§ **Stored data**
◇ ◇ ◇
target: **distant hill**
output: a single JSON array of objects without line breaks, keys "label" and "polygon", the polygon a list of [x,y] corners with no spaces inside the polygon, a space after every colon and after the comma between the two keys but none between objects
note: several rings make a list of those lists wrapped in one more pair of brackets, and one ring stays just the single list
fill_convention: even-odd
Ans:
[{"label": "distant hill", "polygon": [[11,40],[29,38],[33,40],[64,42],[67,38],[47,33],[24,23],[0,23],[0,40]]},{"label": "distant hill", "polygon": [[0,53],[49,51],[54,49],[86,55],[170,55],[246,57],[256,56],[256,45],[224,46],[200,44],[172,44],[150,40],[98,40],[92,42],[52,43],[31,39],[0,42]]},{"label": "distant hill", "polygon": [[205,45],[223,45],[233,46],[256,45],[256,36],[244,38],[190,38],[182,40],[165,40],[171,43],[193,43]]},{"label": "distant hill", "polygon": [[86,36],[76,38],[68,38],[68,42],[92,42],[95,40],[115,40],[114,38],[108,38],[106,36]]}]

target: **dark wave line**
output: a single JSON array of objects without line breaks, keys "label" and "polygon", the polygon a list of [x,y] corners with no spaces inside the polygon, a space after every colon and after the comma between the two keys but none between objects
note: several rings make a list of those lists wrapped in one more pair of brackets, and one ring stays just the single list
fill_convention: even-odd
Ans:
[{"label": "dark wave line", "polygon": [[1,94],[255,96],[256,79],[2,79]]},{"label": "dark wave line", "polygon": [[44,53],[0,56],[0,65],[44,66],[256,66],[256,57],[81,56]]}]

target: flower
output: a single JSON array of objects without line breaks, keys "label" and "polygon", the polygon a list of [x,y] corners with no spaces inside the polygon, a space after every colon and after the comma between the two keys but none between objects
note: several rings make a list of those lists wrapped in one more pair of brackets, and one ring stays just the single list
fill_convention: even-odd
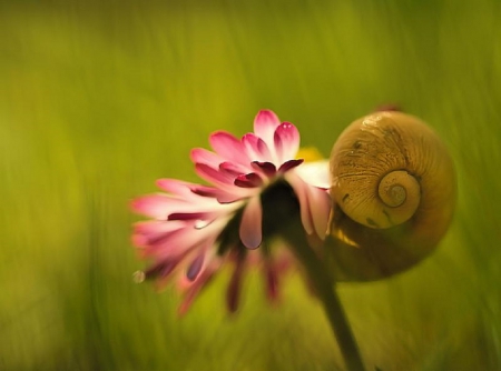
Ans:
[{"label": "flower", "polygon": [[134,243],[154,262],[136,279],[156,278],[163,284],[180,272],[181,312],[228,260],[235,264],[227,294],[230,310],[237,307],[242,275],[250,261],[264,267],[268,295],[276,298],[278,275],[291,255],[266,244],[276,233],[266,223],[273,221],[267,213],[273,213],[275,195],[265,201],[266,194],[293,192],[286,202],[298,203],[311,240],[323,240],[327,229],[328,166],[296,158],[299,132],[294,124],[262,110],[253,133],[237,139],[217,131],[209,142],[214,152],[196,148],[190,158],[197,174],[210,186],[160,179],[157,186],[164,193],[132,201],[134,211],[153,218],[134,227]]}]

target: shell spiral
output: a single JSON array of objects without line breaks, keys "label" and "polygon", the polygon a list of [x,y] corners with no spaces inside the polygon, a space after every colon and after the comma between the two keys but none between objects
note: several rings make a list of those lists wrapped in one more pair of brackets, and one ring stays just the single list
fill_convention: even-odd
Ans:
[{"label": "shell spiral", "polygon": [[455,203],[453,163],[420,119],[386,111],[356,120],[334,144],[330,168],[338,279],[403,271],[446,232]]}]

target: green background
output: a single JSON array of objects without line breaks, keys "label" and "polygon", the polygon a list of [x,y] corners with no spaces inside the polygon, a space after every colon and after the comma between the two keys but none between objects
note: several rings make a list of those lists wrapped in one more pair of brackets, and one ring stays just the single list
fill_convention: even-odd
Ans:
[{"label": "green background", "polygon": [[[134,284],[129,200],[262,108],[325,156],[354,119],[399,103],[443,138],[459,203],[435,254],[342,284],[365,362],[501,369],[499,1],[3,1],[0,3],[0,369],[335,370],[297,273],[268,305],[224,271],[183,319]],[[440,187],[440,184],[438,184]]]}]

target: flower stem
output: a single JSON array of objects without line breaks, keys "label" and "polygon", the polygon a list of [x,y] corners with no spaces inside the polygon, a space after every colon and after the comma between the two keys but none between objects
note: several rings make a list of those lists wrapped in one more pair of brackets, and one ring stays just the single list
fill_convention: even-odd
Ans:
[{"label": "flower stem", "polygon": [[341,300],[335,290],[335,283],[332,279],[325,263],[318,258],[316,252],[308,247],[304,230],[301,224],[289,225],[284,233],[294,253],[303,263],[306,273],[313,284],[315,293],[322,301],[325,314],[327,315],[331,329],[337,340],[341,353],[348,371],[364,371],[362,358],[348,324]]}]

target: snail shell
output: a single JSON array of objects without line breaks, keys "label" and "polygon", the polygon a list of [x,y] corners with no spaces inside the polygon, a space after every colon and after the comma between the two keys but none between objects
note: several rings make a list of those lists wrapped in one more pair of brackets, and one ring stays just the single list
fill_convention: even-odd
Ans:
[{"label": "snail shell", "polygon": [[337,280],[401,272],[446,232],[455,203],[453,163],[418,118],[383,111],[356,120],[334,144],[330,170],[326,244]]}]

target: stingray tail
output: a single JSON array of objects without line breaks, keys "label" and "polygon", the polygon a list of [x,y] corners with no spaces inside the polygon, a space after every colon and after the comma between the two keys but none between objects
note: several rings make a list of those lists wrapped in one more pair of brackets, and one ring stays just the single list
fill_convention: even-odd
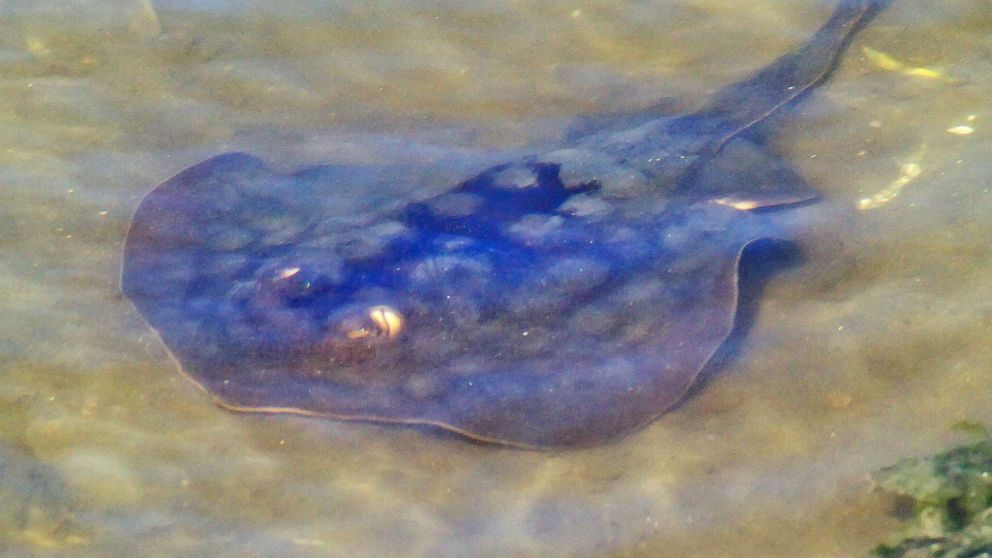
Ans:
[{"label": "stingray tail", "polygon": [[718,122],[714,146],[718,149],[826,79],[851,38],[889,1],[841,0],[833,16],[805,44],[744,81],[724,87],[691,117]]}]

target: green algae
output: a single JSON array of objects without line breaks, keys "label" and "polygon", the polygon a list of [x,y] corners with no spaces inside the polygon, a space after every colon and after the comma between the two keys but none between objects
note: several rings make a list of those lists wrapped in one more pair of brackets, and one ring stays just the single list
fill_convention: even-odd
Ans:
[{"label": "green algae", "polygon": [[878,488],[897,496],[913,519],[877,558],[992,556],[992,439],[983,427],[979,442],[931,457],[904,459],[874,475]]}]

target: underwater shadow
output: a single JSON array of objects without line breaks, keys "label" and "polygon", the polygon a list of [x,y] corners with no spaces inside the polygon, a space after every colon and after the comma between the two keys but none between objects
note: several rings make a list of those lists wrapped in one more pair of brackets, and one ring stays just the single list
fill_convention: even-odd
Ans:
[{"label": "underwater shadow", "polygon": [[762,239],[752,242],[744,249],[738,273],[737,314],[734,317],[734,327],[699,372],[699,379],[689,388],[676,407],[681,407],[695,398],[727,365],[740,357],[761,311],[761,301],[769,281],[786,269],[799,267],[805,260],[806,257],[799,245],[788,240]]}]

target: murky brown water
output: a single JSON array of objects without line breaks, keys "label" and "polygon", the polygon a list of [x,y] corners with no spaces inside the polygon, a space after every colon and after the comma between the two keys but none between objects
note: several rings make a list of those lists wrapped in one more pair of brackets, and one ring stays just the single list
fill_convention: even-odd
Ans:
[{"label": "murky brown water", "polygon": [[427,163],[692,106],[832,2],[196,4],[0,3],[5,555],[858,556],[895,525],[867,473],[992,422],[987,2],[894,0],[855,39],[781,119],[824,200],[734,358],[553,454],[217,408],[119,293],[141,196],[229,150]]}]

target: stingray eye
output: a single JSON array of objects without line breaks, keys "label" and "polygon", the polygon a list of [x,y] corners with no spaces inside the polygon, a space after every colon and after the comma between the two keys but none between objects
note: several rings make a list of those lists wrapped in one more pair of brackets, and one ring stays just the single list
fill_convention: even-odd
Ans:
[{"label": "stingray eye", "polygon": [[403,330],[403,315],[389,306],[373,306],[367,319],[346,322],[344,329],[348,339],[393,339]]},{"label": "stingray eye", "polygon": [[403,329],[403,316],[388,306],[370,308],[369,318],[379,329],[379,335],[384,337],[396,337]]}]

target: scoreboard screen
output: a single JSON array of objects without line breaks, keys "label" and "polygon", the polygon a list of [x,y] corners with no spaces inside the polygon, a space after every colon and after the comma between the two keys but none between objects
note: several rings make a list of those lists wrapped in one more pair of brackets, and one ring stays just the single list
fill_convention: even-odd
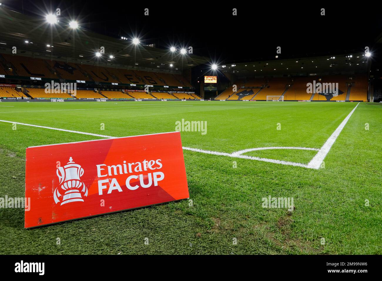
◇ ◇ ◇
§ **Aim**
Copy the data word for word, from the line containing "target: scoreboard screen" through the end of the data, and leave the pictures out.

§ **The result**
target: scoreboard screen
output: a single JSON array of objects without line breaks, keys "label" and "polygon", the polygon a list of [x,y] corners with no spaces inside the polygon, a space after every colon and after the comma between the two keys but none between objects
note: several rings make a list of those lists wrapped in one more pair of brackets, and one ring stays just the single list
fill_convention: even-odd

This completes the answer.